[Aim of the task] Please duplicate, word for word, the part of the cache corruption thread that opens with the words containing "Hello. We've run" and closes with "help or insight.".

--- Source passage ---

14 Replies Latest reply on Nov 8, 2008 7:34 AM by belaban

    Cache corrupted by 64bit windows member

    wjm

      Hello. We've run into some trouble in attempting to bring a 64bit windows machine into an existing cluster. The cluster has (had) two 64bit linux members and was running fine when we attempted to merge a 64bit windows machine into the group. Anytime the windows machine wrote on a node, the node was thereafter unreadable by either of the original members. Exceptions of the following form were thrown by the other members. All machines were using 32bit java. Has anyone seen anything similar? Have I missed something fundamental about 64bit windows?

      Thanks in advance for any help or insight.


      INFO | jvm 1 | 2008/10/10 10:05:13 | 0 [ERROR] AdjListJDBCCacheLoader.reportAndRethrowError(): - Failed to load node for fqn /IntegrationModules
      INFO | jvm 1 | 2008/10/10 10:05:13 | java.lang.Exception: Unable to load to deserialize result:
      INFO | jvm 1 | 2008/10/10 10:05:13 | at org.jboss.cache.loader.AdjListJDBCCacheLoader.loadNode(AdjListJDBCCacheLoader.java:397)
      INFO | jvm 1 | 2008/10/10 10:05:13 | at org.jboss.cache.loader.AdjListJDBCCacheLoader.get(AdjListJDBCCacheLoader.java:97)
      INFO | jvm 1 | 2008/10/10 10:05:13 | at org.jboss.cache.interceptors.CacheLoaderInterceptor.loadData(CacheLoaderInterceptor.java:530)
      INFO | jvm 1 | 2008/10/10 10:05:13 | at org.jboss.cache.interceptors.CacheLoaderInterceptor.loadNode(CacheLoaderInterceptor.java:408)
      [...]
      INFO | jvm 1 | 2008/10/10 10:05:13 | Caused by:java.io.EOFException
      INFO | jvm 1 | 2008/10/10 10:05:13 | at java.io.DataInputStream.readInt(Unknown Source)
      INFO | jvm 1 | 2008/10/10 10:05:13 | at java.io.ObjectInputStream$BlockDataInputStream.readInt(Unknown Source)
      INFO | jvm 1 | 2008/10/10 10:05:13 | at java.io.ObjectInputStream.readInt(Unknown Source)
      INFO | jvm 1 | 2008/10/10 10:05:13 | at org.jboss.cache.marshall.CacheMarshaller200.populateFromStream(CacheMarshaller200.java:740)
      INFO | jvm 1 | 2008/10/10 10:05:13 | at org.jboss.cache.marshall.CacheMarshaller200.unmarshallHashMap(CacheMarshaller200.java:705)
      INFO | jvm 1 | 2008/10/10 10:05:13 | at org.jboss.cache.marshall.CacheMarshaller200.unmarshallObject(CacheMarshaller200.java:564)
      INFO | jvm 1 | 2008/10/10 10:05:13 | at org.jboss.cache.marshall.CacheMarshaller200.objectFromObjectStream(CacheMarshaller200.java:147)
      INFO | jvm 1 | 2008/10/10 10:05:13 | at org.jboss.cache.marshall.VersionAwareMarshaller.objectFromStream(VersionAwareMarshaller.java:176)

--- Given data ---

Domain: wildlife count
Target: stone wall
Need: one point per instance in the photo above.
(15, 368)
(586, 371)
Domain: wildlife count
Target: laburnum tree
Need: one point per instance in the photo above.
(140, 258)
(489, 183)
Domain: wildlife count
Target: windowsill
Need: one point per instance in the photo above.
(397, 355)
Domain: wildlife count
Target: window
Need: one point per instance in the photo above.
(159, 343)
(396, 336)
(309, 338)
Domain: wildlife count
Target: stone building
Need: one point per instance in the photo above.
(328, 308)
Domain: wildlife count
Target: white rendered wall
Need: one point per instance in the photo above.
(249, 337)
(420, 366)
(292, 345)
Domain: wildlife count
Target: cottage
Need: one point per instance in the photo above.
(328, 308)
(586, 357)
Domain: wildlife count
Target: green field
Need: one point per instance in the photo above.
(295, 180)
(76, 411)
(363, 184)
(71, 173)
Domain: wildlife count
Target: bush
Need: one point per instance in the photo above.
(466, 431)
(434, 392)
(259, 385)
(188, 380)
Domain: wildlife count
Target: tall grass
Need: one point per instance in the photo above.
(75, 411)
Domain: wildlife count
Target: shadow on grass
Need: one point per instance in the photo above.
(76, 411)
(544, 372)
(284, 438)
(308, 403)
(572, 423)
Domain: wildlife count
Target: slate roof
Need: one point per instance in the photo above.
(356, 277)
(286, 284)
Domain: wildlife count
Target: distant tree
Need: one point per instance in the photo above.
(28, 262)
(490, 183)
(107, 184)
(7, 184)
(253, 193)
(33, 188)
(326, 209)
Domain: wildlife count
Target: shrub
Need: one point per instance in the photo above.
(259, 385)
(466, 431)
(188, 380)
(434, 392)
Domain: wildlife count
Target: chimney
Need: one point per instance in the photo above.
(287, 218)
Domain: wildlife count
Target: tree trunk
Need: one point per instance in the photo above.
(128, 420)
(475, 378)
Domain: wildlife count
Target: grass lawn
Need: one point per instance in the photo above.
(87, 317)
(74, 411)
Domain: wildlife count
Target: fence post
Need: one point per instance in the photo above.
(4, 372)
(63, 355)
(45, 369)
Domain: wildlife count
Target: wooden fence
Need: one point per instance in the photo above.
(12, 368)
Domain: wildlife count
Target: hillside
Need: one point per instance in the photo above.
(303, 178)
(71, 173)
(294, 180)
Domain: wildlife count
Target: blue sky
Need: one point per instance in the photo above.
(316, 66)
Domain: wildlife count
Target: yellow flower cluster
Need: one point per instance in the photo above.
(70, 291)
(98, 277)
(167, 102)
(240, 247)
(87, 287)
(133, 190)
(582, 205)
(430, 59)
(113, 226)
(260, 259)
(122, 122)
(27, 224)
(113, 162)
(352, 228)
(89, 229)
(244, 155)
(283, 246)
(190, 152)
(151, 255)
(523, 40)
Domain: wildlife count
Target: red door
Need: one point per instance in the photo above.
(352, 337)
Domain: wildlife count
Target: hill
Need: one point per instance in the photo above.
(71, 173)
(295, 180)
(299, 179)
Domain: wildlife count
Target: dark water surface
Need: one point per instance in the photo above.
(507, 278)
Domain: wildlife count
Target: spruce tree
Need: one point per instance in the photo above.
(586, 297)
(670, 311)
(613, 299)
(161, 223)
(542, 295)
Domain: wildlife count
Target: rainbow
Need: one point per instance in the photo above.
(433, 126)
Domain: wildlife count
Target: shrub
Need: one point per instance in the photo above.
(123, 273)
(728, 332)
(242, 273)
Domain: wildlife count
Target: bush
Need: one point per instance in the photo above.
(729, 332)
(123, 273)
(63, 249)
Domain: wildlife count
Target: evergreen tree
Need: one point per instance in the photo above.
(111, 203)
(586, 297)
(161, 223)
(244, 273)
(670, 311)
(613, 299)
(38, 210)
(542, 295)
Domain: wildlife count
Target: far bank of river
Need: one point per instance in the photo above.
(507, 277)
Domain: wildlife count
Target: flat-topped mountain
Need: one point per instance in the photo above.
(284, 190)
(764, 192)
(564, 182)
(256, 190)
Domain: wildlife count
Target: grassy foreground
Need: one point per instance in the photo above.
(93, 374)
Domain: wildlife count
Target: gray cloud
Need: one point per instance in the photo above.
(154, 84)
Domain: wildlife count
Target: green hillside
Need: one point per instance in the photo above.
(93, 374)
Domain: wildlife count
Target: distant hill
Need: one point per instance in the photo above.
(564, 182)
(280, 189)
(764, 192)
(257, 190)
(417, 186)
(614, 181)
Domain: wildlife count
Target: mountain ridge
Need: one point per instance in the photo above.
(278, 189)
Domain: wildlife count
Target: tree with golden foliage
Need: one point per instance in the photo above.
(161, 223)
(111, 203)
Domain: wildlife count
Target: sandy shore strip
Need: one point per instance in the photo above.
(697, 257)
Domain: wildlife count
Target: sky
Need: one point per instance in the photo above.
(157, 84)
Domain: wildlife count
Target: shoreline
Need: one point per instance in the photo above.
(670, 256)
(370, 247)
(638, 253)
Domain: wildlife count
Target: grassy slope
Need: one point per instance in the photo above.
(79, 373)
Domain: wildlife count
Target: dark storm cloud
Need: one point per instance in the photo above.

---

[Task result]
Hello. We've run into some trouble in attempting to bring a 64bit windows machine into an existing cluster. The cluster has (had) two 64bit linux members and was running fine when we attempted to merge a 64bit windows machine into the group. Anytime the windows machine wrote on a node, the node was thereafter unreadable by either of the original members. Exceptions of the following form were thrown by the other members. All machines were using 32bit java. Has anyone seen anything similar? Have I missed something fundamental about 64bit windows?

      Thanks in advance for any help or insight.